## Request 1
In the passage on SEO and user experience, what share of global traffic now comes from mobile devices?

>> begin Excerpted passage

User experience and SEO: an increasingly strong combination

The evolution of search engines has led to a profound change in the value placed on user experience (UX) as a determining factor for organic ranking. Today, SEO is no longer limited to simple content optimization, but includes metrics and technologies that measure ease of use, speed of loading and page stability. Thanks to tools such as Core Web Vitals and the widespread adoption of mobile-first indexing, it is now clear that excellent performance is critical not only to winning over search engines, but also to meeting the ever-higher expectations of users.

Web Almanac 2024 highlights how the relationship between SEO and UX is now inseparable: sites that offer an intuitive, fast, and accessible experience tend to perform better in terms of both ranking and user engagement. However, despite the improvements observed in recent years, many pages still show significant gaps, especially on mobile devices. This highlights the need to refine targeted strategies that combine technical optimization and user-centered design.

The importance of a mobile-first experience

With the transition to mobile-first indexing, fully implemented by Google, the digital landscape has changed dramatically. Today, the mobile version of a site is the primary focus for crawlers during crawling and indexing. This approach, born out of the fact that more than 65 percent of global traffic now comes from mobile devices, sets a higher standard in building a user experience designed specifically for smartphones and tablets.

>> end Excerpted passage
>> begin Input material

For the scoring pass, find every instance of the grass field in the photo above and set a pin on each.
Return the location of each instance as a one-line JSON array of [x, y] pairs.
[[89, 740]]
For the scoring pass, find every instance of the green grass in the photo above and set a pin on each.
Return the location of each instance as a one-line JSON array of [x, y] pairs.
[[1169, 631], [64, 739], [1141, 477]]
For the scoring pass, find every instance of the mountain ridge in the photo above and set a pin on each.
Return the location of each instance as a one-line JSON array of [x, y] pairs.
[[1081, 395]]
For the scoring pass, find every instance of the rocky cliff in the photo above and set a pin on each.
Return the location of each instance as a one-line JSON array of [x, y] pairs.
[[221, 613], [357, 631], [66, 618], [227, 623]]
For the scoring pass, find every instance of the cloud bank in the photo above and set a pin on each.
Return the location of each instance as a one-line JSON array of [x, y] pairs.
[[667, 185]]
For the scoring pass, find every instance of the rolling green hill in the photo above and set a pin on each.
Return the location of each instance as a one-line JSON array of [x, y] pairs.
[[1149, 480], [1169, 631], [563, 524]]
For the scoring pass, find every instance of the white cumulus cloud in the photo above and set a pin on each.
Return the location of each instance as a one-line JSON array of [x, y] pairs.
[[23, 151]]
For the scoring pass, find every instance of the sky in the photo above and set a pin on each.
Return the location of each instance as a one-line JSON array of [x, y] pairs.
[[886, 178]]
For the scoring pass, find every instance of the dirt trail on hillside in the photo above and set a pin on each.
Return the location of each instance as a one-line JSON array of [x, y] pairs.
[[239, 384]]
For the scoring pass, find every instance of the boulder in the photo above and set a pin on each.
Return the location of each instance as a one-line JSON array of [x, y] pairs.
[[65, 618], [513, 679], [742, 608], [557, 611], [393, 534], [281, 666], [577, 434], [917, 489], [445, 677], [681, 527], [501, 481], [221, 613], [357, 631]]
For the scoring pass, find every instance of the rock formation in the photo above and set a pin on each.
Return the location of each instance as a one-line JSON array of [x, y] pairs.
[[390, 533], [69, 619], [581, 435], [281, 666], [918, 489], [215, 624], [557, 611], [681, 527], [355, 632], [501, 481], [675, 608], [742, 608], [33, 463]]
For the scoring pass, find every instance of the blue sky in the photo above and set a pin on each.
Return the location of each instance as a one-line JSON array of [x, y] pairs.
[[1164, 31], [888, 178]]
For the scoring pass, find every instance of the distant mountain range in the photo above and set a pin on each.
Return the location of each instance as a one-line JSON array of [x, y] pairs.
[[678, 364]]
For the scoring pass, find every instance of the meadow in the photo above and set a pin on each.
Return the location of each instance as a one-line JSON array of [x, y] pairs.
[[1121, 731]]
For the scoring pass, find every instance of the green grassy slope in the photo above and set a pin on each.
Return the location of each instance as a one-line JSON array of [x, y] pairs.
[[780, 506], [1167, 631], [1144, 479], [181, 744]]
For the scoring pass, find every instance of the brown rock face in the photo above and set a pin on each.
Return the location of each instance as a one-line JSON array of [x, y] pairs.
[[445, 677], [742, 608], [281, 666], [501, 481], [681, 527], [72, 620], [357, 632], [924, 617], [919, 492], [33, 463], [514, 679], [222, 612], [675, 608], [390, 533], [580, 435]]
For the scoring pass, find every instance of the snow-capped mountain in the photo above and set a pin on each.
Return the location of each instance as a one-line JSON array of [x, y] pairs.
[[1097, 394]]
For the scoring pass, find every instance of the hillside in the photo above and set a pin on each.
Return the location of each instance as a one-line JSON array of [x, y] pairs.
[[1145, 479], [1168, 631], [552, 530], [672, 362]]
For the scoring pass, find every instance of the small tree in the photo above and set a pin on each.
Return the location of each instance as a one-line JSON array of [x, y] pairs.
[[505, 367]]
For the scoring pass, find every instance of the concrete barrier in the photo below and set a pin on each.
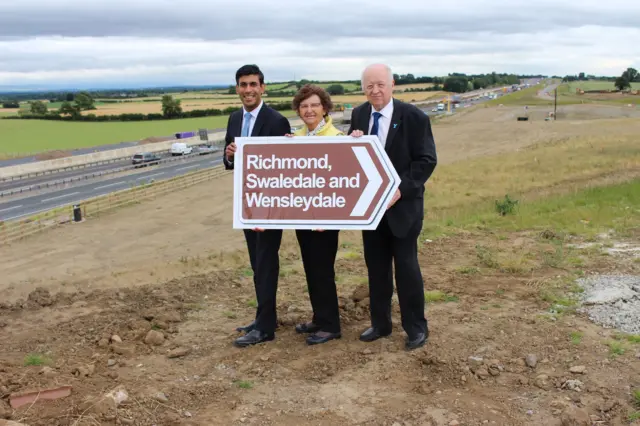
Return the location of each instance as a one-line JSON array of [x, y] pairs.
[[42, 167]]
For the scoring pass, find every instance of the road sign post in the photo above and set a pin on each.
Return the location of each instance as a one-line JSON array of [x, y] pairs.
[[311, 182]]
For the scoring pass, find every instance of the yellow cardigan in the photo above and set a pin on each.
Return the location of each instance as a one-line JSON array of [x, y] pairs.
[[327, 130]]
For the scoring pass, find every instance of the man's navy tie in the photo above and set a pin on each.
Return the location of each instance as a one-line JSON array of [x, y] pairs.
[[374, 129], [247, 122]]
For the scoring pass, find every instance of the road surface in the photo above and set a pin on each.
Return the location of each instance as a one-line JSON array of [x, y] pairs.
[[40, 202], [56, 196]]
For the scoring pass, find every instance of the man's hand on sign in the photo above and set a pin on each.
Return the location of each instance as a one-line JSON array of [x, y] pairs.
[[231, 150], [396, 197]]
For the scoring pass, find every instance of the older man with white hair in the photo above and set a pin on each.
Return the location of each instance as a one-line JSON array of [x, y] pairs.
[[405, 133]]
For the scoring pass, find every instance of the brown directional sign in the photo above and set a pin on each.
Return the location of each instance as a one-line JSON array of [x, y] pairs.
[[311, 182]]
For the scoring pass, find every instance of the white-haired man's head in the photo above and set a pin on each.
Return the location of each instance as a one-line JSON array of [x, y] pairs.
[[377, 84]]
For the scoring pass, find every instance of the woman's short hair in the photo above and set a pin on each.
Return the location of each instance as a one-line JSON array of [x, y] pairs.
[[309, 90]]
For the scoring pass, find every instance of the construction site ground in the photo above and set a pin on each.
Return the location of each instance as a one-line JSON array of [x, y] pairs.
[[145, 301]]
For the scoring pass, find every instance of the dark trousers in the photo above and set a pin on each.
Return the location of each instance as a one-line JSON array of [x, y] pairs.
[[381, 247], [319, 250], [263, 254]]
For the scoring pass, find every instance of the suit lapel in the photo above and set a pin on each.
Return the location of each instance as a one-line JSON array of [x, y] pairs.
[[366, 114], [259, 121], [394, 126], [236, 124]]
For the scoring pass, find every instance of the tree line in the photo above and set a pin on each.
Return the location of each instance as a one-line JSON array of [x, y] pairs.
[[171, 109]]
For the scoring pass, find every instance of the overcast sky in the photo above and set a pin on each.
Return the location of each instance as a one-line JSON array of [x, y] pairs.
[[97, 43]]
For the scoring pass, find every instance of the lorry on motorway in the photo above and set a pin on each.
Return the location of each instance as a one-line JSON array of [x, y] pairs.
[[145, 158], [180, 148]]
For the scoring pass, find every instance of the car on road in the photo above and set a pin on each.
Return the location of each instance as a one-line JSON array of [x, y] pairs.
[[145, 158], [180, 148], [205, 149]]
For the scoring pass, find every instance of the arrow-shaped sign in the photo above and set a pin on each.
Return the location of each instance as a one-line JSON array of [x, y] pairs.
[[375, 181], [311, 182]]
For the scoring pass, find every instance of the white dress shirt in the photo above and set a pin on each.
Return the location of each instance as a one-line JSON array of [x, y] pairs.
[[383, 122], [254, 117]]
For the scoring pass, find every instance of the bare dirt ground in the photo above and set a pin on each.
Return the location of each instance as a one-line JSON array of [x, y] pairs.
[[146, 300]]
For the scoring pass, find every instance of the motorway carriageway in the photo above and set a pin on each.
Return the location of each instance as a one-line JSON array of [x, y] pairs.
[[80, 190], [37, 203], [56, 176]]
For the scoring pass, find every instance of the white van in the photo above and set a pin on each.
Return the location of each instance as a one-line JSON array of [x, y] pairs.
[[180, 148]]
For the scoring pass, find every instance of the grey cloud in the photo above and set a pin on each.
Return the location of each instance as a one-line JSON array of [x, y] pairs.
[[221, 20]]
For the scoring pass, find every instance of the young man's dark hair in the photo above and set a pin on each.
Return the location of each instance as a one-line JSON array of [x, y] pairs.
[[249, 70]]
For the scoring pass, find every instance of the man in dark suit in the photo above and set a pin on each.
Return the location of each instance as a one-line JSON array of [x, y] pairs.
[[257, 119], [405, 133]]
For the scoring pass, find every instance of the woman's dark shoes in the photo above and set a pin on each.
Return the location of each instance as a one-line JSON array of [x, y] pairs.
[[253, 337], [307, 327], [322, 337], [247, 328]]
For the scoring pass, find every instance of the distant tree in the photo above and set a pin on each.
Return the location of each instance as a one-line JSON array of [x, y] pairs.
[[68, 109], [39, 108], [336, 89], [479, 83], [457, 84], [171, 107], [631, 75], [622, 83], [84, 101]]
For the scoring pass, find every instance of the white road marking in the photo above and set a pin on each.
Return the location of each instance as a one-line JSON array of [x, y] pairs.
[[58, 197], [110, 185], [10, 208], [148, 176], [188, 167]]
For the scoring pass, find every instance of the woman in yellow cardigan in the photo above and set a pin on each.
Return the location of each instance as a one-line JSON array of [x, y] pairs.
[[318, 248]]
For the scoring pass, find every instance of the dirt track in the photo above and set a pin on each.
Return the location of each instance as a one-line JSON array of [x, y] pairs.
[[171, 265]]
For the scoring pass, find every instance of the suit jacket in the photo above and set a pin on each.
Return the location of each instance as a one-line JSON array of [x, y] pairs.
[[411, 149], [268, 123]]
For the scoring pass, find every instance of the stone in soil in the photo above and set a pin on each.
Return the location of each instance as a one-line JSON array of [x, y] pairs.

>> end Input material

## Request 2
Give the stretch of the listing from the line containing "For the scoring pass, find every instance of the arrow-shaped" through the line containing "[[383, 122], [254, 117]]" as a Markdown table with the columns Row and Line. Leave out blank lines.

## Correct answer 1
More than 65 percent.

## Correct answer 2
| Row | Line |
|---|---|
| 1 | For the scoring pass, find every instance of the arrow-shaped sign in the photo above and set a pin on each. |
| 2 | Return the location of each instance as a one-line JSON array of [x, y] pairs. |
| 3 | [[375, 181], [311, 182]] |
| 4 | For the scoring pass, find every instance of the white dress shirt in the photo above and set a pin on each. |
| 5 | Return the location of each instance as a one-line JSON array of [x, y] pairs. |
| 6 | [[383, 122], [254, 117]] |